## Given text

Privacy note: Documents are stored on the API host. When configured with hosted providers (e.g. OpenAI), document chunks and tribunal prompts are sent to third-party APIs. Use Ollama or local embeddings for fully private inference.

Architecture

System Overview

User → Next.js Frontend → FastAPI Backend
                              ├── Document Ingestion (extract, chunk, embed)
                              ├── ChromaDB Vector Store
                              ├── Hybrid Retrieval (vector + BM25)
                              └── Tribunal Pipeline
                                    ├── Witness (grounded answer)
                                    ├── Claim Extraction
                                    ├── Prosecutor (objections)
                                    ├── Judge (verdicts)
                                    └── Final Ruling

Retrieval Pipeline

Questions are embedded and matched against document chunks using semantic vector search. Hybrid mode combines vector similarity with BM25 keyword matching via reciprocal rank fusion for improved recall.

## Work request 1
Answer from the architecture text:
(a) Where are documents stored?
(b) What vector store does the FastAPI backend use?
(c) By what method does hybrid mode combine vector similarity with BM25 keyword matching?
## Work request 2
Continue the architecture text from its last sentence.
The material that comes next is separate from the architecture text.

(Referring-expression pointing data)
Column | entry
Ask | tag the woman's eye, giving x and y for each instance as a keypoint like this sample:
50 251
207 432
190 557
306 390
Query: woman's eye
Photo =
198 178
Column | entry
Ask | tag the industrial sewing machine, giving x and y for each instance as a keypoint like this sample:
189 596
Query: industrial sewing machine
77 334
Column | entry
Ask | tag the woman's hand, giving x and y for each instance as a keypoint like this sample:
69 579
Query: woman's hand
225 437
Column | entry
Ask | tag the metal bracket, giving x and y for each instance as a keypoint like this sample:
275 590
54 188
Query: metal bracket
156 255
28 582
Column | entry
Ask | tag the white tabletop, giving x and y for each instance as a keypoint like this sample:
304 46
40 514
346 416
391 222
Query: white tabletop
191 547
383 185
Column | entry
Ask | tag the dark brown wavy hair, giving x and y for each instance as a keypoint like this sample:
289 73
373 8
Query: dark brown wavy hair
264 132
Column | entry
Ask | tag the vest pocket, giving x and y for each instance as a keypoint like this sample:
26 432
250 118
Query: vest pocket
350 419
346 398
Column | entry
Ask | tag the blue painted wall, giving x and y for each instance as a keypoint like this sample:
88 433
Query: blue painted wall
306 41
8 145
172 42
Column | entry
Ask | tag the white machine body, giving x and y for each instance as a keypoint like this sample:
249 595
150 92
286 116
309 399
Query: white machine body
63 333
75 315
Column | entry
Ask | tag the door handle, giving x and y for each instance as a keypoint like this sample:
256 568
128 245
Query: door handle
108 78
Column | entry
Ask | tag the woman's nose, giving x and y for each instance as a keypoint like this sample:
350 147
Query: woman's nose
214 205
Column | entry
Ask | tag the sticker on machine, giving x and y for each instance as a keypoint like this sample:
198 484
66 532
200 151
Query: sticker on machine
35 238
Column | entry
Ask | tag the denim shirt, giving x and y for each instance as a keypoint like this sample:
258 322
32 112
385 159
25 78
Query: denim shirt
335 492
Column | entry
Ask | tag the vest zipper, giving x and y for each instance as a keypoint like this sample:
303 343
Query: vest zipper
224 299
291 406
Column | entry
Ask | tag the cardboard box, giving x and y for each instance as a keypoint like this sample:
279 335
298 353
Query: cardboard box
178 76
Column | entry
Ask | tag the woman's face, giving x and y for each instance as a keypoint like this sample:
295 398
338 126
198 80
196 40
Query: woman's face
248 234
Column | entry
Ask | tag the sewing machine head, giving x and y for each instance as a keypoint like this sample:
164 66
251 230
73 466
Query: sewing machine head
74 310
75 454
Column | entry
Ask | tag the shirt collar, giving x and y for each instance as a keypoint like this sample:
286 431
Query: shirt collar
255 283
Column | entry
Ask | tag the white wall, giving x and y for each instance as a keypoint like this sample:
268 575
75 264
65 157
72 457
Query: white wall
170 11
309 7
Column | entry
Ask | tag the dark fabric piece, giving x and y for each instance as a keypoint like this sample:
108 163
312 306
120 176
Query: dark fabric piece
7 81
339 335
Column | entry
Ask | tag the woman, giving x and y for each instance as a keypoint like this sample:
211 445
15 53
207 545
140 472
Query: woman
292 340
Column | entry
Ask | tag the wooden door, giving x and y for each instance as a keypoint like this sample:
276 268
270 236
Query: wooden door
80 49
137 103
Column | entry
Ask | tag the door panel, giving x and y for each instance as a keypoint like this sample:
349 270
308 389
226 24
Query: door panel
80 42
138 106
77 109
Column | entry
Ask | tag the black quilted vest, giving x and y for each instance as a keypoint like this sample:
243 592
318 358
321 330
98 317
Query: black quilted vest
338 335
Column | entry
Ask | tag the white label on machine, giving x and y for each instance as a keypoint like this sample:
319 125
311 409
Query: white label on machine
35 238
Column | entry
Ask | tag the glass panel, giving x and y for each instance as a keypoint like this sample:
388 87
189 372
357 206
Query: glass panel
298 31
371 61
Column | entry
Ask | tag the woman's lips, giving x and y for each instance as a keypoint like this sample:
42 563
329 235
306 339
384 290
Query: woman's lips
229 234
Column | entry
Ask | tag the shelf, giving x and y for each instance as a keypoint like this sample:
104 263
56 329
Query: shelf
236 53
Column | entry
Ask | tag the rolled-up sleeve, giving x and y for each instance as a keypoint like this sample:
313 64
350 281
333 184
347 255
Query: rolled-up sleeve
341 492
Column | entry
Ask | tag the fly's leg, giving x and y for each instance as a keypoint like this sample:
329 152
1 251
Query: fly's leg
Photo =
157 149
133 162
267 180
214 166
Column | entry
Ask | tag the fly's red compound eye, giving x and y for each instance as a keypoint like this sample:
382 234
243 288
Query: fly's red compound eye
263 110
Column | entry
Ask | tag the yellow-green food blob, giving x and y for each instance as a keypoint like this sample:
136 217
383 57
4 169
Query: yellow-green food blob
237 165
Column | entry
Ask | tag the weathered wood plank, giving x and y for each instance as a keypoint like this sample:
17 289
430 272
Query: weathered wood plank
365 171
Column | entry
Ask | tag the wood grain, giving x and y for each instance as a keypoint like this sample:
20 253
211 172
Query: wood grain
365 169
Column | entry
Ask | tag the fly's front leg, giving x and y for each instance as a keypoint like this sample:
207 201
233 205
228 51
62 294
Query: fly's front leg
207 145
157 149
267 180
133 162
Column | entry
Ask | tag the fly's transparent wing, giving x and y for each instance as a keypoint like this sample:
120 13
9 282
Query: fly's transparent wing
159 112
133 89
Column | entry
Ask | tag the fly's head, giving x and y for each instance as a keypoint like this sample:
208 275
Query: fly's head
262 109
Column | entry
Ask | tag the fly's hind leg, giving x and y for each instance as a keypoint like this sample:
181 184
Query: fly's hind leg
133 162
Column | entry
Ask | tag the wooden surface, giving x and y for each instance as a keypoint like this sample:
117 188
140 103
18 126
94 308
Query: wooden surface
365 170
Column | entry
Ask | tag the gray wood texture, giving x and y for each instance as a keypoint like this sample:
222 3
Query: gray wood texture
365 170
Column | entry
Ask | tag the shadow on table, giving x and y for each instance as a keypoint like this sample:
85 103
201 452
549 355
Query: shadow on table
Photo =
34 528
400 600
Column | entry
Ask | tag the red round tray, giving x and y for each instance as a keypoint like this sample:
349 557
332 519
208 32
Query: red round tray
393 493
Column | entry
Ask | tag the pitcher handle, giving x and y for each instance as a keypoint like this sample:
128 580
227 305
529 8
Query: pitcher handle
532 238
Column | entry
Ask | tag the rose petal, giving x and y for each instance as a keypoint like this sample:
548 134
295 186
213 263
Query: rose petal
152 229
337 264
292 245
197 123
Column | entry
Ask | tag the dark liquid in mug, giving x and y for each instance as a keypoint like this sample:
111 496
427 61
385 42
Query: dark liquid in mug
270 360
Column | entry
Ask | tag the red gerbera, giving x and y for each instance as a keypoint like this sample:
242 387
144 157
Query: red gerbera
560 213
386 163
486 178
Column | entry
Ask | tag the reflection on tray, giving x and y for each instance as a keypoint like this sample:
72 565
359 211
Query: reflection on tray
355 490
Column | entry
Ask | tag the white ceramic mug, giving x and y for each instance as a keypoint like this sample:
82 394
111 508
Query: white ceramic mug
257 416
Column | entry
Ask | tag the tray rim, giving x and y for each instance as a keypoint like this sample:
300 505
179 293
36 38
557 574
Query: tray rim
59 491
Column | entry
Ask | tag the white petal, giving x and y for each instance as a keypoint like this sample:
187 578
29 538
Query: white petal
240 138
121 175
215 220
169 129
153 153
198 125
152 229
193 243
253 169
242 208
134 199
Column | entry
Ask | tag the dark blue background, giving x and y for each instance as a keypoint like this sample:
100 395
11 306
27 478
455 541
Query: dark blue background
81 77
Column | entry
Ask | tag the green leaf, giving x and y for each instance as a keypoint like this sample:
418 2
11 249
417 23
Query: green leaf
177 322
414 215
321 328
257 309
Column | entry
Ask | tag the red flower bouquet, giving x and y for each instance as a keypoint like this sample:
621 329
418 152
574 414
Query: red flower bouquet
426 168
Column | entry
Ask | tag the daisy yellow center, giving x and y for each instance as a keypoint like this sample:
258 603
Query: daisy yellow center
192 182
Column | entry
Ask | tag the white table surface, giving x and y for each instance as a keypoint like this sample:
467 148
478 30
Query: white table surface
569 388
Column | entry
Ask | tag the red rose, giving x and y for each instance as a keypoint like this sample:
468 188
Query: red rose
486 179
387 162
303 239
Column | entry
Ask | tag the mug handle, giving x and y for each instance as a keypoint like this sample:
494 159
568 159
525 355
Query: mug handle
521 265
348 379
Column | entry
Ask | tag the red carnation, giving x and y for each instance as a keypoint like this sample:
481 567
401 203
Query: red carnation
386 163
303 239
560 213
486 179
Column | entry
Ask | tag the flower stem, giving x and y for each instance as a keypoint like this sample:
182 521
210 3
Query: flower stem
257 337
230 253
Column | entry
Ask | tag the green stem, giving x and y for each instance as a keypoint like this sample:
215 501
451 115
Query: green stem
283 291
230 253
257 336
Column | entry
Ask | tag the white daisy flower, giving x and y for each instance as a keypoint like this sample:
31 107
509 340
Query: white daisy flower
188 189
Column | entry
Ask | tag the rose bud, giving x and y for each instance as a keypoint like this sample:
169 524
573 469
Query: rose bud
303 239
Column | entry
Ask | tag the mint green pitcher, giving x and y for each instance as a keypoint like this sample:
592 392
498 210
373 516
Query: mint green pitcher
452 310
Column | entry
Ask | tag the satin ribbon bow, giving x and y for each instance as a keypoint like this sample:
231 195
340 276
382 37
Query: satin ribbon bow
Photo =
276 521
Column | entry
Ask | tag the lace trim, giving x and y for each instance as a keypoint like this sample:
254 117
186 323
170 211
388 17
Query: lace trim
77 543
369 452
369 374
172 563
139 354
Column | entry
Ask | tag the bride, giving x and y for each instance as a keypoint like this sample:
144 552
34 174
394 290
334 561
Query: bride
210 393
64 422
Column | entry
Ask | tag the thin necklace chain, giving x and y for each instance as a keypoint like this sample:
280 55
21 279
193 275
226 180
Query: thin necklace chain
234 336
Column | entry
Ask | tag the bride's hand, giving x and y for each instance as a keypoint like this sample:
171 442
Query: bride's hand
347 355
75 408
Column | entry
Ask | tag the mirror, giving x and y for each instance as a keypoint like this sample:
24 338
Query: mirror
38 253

## Expected answer 1
(a) On the API host.
(b) ChromaDB.
(c) Reciprocal rank fusion.

## Expected answer 2
Agent Workflow

  1. Witness generates an answer from retrieved evidence only.
  2. Claims are extracted from the Witness answer.
  3. Prosecutor challenges each claim against evidence.
  4. Judge assigns verdicts and confidence scores per claim.
  5. Final Ruling revises unsupported claims out of the answer.

Data Privacy

Documents and chunk metadata are stored locally in ChromaDB and SQLite. By default, embeddings and tribunal LLM calls use OpenAI. For fully local inference, configure Ollama or local embeddings in the API environment—see docs/privacy-and-security.md.

Limitations

  • Verdict quality depends on LLM capability and prompt adherence.
  • Complex PDF layouts may lose structure during extraction.
  • Evaluation metrics are heuristic, not ground-truth legal review.
  • No reranking model in MVP (stretch goal).